Repeat each entry as written, dropping any picture you find.

[Entries from an annotation dataset]
▼▼▼
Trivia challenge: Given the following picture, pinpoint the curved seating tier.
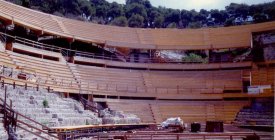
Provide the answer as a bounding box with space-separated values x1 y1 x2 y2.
7 51 79 92
107 100 250 123
0 0 275 50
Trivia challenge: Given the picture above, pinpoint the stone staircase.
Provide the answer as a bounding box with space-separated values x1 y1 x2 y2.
0 114 9 140
0 86 102 140
235 99 274 127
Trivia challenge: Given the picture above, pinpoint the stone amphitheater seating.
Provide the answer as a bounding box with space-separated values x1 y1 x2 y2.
107 101 249 123
108 101 155 123
235 100 274 127
69 64 148 95
0 86 101 139
7 51 79 91
0 114 9 140
251 68 275 89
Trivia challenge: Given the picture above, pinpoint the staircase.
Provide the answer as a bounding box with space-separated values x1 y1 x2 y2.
149 104 163 123
0 85 101 140
0 112 9 140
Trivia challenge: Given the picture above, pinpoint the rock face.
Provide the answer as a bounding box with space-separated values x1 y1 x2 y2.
0 114 9 140
100 108 141 124
0 86 102 140
0 86 141 140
▲▲▲
Complete response —
Trivia challenge: Given the following picture, pinpoint the curved seating tier.
Provide the answer as a bounding box with space-separated values x1 y1 x2 y2.
7 51 79 92
107 100 250 123
0 0 275 50
Trivia challenge: Given the picture above, pinpoint the stone staircase.
Provide the answer as a bounding box with space-separated values x1 y1 x2 y2.
0 114 9 140
0 86 102 140
235 99 274 127
Trivia challenge: Given the picture above, pinpoint the stone amphitheater seating.
Provide the answer as a bounding box with space-separated values x1 y1 x2 y2.
107 101 249 123
108 101 155 123
235 100 274 127
69 64 148 95
0 86 101 139
7 51 79 91
0 114 9 140
251 68 275 89
Trivia challenge: Given the picture above, pinpoint the staircase.
Provide the answer as a bounding box with space-separated values x1 y1 x2 y2.
149 104 163 123
0 85 101 140
0 112 9 140
Trivia challenge: Given the picture above, pinpoint the rock face.
Provide the answer as a bounding box with space-separated values x1 y1 x2 y2.
0 114 9 140
100 108 141 124
0 86 102 140
0 86 141 140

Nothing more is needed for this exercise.